> **GIVEN TASK A**:
Find every line in the entries below that contains the string "spot", and copy each of those lines. Case counts.

> **GIVEN TEXT**:
Preparation for the Christ had therefore to be made in advance. This must be realized before it is possible to understand the Gospel of St. Matthew. Preparation was necessary in order that there might at least be a few human beings capable of understanding the Christ Event, which — to characterize one aspect only — consisted in knowing that Christ was the One Who made it possible for men thenceforth to receive from without not physical impressions only, but also the Spirit. For this, individual men had to be prepared.
In point of fact, right through Hebrew history, some individuals were, by certain methods, prepared to be able to understand the Christ Event. In the earliest times there were only a few of these men, but they and their way of life must be closely studied if we are to realize what careful preparations were made for the coming of Christ, how the Hebrew people, with the qualities they had inherited from Abraham, were rendered capable of a prophetic understanding of how the human ego would be brought to man through the Saviour. Those men who were prepared so as to be able to recognize and understand, by clairvoyance, the significance of the Christ were called Nazarenes. [ Note 11] These men were able to perceive clairvoyantly all that had been prepared from the earliest days of the Hebrews, in order that, out of and through this people, the Christ might be born and understood. In a mode of life compatible with the development of clairvoyant insight, these Nazarenes were bound by strict and strenuous rules. These rules, since they belonged to quite another age, differ considerably from those essential for the attainment of spiritual knowledge today, although in some respects there is a certain similarity. Much that was of primary importance in the Nazarene training is subsidiary today, and much that was subsidiary then would now be essential. Nobody should imagine that methods which in earlier times led to clairvoyant knowledge of Christ would have the effect of leading a man of the modern age to the same momentous recognition.

> **GIVEN TASK B**:
In the passage about preparing for the Christ, what were the men called who were trained to recognize and understand the significance of the Christ by clairvoyance?

> **DATA EXCERPTS**:
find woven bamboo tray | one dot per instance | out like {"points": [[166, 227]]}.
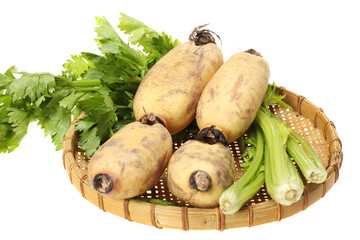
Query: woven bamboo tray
{"points": [[305, 118]]}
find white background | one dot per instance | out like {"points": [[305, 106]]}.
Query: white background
{"points": [[312, 48]]}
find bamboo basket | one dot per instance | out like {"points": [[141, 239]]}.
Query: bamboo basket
{"points": [[305, 118]]}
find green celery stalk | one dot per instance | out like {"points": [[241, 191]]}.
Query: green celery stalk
{"points": [[283, 182], [232, 199], [311, 170], [303, 154]]}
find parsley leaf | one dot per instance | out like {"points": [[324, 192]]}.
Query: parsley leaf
{"points": [[101, 85]]}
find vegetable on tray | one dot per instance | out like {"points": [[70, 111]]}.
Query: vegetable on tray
{"points": [[133, 160], [139, 97], [267, 159], [102, 85], [227, 107]]}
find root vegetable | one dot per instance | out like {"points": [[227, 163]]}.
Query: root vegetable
{"points": [[233, 96], [172, 87], [199, 172], [132, 161]]}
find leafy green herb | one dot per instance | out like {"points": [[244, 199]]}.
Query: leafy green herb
{"points": [[102, 85]]}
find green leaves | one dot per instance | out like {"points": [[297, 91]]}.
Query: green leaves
{"points": [[102, 85], [153, 43], [32, 86], [273, 97]]}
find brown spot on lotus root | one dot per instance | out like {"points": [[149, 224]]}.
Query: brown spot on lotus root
{"points": [[146, 142]]}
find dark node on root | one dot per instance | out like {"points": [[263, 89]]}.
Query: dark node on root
{"points": [[211, 135], [151, 119], [253, 52], [202, 36], [200, 181], [103, 183]]}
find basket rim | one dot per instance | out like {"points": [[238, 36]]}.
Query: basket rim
{"points": [[249, 216]]}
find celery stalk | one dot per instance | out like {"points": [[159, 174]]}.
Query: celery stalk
{"points": [[249, 184], [305, 157], [312, 171], [283, 182]]}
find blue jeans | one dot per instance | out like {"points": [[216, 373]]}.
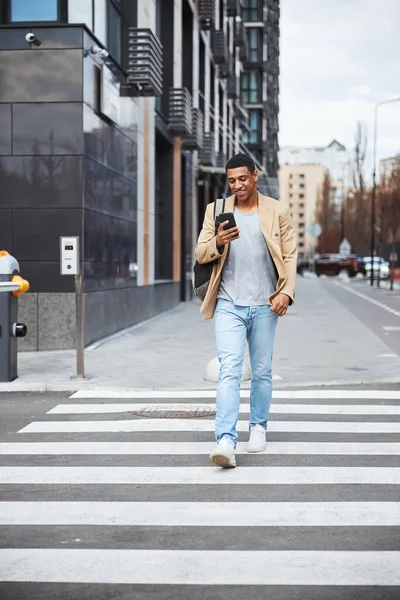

> **COMPLETE RESPONSE A**:
find brown spot on lotus root | one dot per instance | out like {"points": [[149, 224]]}.
Query: brown spot on lotus root

> **COMPLETE RESPONSE B**:
They were called Nazarenes.